[Extracted records]
════════════════

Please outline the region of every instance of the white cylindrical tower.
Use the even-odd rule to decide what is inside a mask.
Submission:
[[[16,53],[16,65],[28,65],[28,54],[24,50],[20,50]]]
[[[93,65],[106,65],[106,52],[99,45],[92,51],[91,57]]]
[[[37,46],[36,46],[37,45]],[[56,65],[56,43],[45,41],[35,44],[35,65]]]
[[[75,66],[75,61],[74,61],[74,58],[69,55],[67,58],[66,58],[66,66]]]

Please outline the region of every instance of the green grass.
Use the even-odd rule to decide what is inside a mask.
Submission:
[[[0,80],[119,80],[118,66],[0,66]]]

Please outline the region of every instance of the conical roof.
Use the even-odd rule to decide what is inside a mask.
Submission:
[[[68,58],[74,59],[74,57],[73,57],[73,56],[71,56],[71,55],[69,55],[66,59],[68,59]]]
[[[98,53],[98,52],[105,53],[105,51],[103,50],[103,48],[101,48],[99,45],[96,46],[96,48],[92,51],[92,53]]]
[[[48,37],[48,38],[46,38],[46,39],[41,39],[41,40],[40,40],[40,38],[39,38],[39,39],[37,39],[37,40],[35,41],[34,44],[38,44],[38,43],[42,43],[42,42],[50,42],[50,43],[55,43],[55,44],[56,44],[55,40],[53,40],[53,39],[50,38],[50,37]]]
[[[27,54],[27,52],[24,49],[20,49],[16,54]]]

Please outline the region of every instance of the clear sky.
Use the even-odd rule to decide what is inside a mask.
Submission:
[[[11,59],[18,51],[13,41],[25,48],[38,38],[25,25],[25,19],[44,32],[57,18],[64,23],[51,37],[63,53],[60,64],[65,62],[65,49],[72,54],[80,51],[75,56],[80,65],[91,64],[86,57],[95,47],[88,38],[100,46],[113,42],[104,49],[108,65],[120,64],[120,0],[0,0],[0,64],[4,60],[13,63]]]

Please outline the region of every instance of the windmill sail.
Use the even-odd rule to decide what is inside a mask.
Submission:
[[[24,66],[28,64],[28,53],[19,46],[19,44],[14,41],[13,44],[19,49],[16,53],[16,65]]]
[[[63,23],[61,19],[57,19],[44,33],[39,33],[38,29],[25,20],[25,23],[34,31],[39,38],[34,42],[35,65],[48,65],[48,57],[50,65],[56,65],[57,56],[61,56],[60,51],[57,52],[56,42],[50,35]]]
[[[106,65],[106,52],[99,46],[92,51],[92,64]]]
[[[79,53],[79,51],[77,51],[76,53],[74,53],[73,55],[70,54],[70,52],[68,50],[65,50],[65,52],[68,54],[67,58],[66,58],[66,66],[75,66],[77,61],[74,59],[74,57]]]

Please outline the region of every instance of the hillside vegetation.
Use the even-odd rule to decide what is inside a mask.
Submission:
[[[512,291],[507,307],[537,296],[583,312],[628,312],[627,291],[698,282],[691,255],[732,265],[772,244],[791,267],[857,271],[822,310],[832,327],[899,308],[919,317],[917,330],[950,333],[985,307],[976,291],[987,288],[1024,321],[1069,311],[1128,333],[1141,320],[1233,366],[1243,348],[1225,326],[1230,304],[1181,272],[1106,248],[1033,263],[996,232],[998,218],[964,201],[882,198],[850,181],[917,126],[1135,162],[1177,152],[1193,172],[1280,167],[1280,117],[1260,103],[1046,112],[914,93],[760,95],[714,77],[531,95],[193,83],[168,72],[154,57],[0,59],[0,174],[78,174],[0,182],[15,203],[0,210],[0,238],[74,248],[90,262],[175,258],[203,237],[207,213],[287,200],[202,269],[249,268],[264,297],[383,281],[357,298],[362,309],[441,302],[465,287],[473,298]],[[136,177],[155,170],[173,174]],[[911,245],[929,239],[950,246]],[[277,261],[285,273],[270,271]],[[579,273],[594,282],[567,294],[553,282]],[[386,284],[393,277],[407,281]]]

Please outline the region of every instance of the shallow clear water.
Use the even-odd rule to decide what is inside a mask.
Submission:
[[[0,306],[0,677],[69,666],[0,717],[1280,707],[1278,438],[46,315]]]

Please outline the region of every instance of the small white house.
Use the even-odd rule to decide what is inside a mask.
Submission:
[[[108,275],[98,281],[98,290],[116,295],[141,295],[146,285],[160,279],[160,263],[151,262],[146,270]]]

════════════════

All lines with the word "every" must be located in the data and copied.

Please outline the region of every instance of the white cylindrical tower.
Please outline the region of every instance of the green grass.
Please outline the region of every instance of the conical roof.
Please outline the region of every instance of the clear sky.
Please outline the region of every instance of the windmill sail.
Please outline the region of every instance of the hillside vegetation.
Please outline the region of every instance of the shallow clear water.
Please outline the region of every instance of the small white house.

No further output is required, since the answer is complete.